---- Records for this task
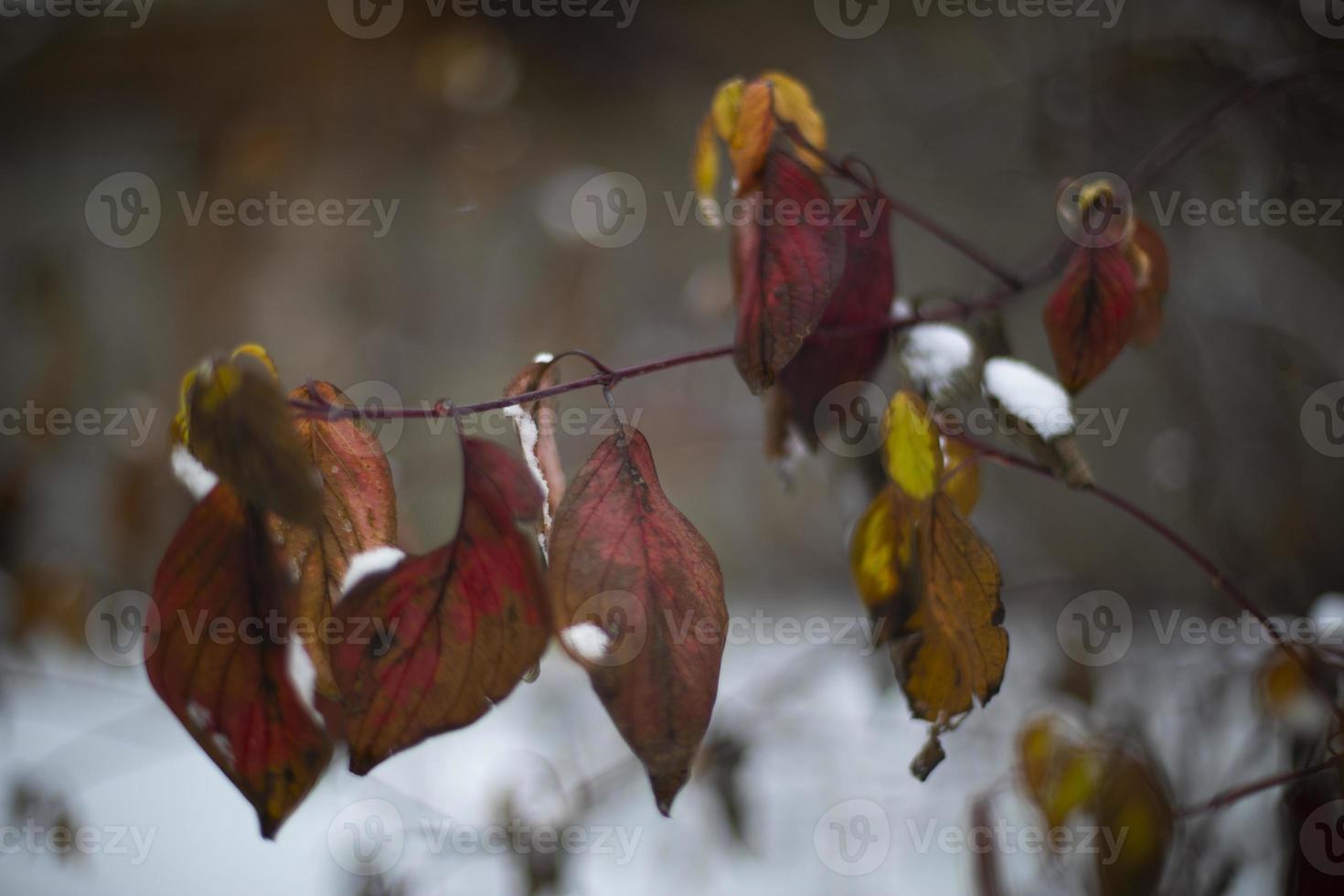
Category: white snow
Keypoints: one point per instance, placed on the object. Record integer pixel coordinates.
(935, 354)
(588, 640)
(192, 473)
(368, 563)
(1029, 395)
--------
Your objective = Please retype every line of the material above word for word, omitting the pictures.

Answer to this task =
Category: white snow
Keypoints: one point per instance, placed on the object. Record integer pixel coordinates.
(935, 354)
(588, 640)
(192, 473)
(368, 563)
(1029, 395)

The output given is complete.